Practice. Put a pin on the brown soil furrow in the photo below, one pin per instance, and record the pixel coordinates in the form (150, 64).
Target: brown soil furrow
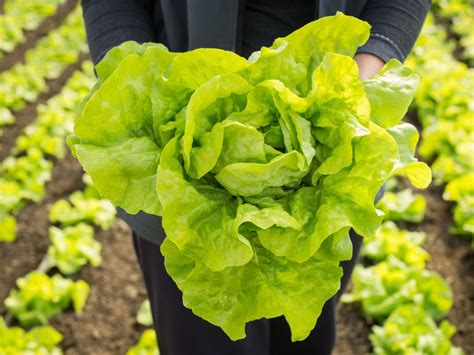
(107, 324)
(27, 115)
(452, 257)
(24, 255)
(48, 24)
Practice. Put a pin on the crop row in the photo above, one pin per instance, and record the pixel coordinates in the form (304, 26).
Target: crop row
(47, 60)
(21, 16)
(73, 223)
(446, 112)
(24, 174)
(397, 291)
(460, 14)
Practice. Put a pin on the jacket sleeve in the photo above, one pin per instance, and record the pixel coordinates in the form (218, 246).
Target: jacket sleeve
(396, 25)
(111, 22)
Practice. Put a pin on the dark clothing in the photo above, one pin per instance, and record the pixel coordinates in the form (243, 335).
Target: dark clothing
(243, 26)
(180, 332)
(188, 24)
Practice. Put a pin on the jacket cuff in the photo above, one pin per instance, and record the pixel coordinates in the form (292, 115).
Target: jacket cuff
(382, 47)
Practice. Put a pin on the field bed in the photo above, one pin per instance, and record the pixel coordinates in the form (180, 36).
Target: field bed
(27, 115)
(22, 256)
(107, 325)
(50, 23)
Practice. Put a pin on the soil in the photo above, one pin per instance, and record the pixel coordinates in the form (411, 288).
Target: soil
(107, 324)
(453, 258)
(27, 115)
(48, 24)
(24, 255)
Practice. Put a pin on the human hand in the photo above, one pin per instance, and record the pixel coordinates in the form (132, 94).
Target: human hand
(369, 65)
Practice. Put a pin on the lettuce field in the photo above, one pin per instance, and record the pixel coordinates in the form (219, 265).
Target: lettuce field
(69, 279)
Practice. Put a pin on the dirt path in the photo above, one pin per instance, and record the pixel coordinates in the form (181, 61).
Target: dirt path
(107, 324)
(24, 255)
(48, 24)
(27, 115)
(453, 258)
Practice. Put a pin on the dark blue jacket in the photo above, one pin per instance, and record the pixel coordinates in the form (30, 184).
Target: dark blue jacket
(187, 24)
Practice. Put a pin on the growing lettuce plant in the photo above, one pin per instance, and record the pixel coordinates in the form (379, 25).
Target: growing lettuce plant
(40, 297)
(259, 167)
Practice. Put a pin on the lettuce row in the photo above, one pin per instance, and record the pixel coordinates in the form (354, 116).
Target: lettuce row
(258, 167)
(39, 340)
(446, 113)
(40, 297)
(24, 174)
(24, 82)
(21, 16)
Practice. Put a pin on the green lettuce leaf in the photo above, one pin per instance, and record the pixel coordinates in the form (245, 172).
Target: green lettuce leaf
(259, 167)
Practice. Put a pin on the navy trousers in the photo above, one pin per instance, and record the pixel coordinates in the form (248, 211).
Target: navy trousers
(180, 332)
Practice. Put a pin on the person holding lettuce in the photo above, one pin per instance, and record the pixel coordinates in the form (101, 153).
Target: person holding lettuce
(243, 27)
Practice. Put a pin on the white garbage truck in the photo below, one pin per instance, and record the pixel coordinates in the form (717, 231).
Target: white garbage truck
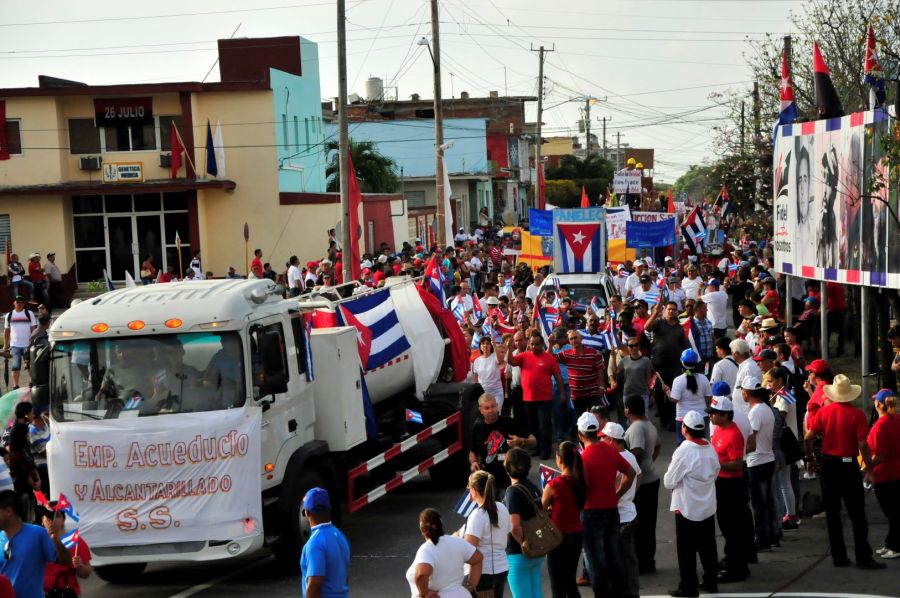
☆ ☆ ☆ ☆
■ What you should do ■
Nothing but an exact copy is needed, covering the lines from the line with "Target: growing lettuce plant" through the last line of the entries, pictures excluded.

■ Result ■
Target: growing lettuce plant
(40, 297)
(259, 167)
Practice. Put a pin on the lettuce row in the photo above, one pin per instance, and record the pixel coordinates in the form (354, 116).
Target: lettuce row
(258, 167)
(39, 340)
(446, 113)
(40, 297)
(24, 174)
(24, 82)
(21, 16)
Practice. Put a pin on the green lettuce leaf in the photo above, one pin per instance, and record the pixel coordinates in the form (245, 172).
Target: green lettuce leaf
(259, 167)
Practice. Put a pin on the navy trousers in the photo above, one pin per instance, and record the pixel coordinates in the form (248, 211).
Target: navy trousers
(180, 332)
Practice. Put a pin on the person holding lettuce in the photo above, one pin per instance, and record the pixel coordinates in the form (101, 153).
Target: person holding lettuce
(243, 27)
Practice. Put a pin on the white garbage truck in the photo below, one pin per instance, and record the pixel coordinates in the form (717, 231).
Target: white garbage truck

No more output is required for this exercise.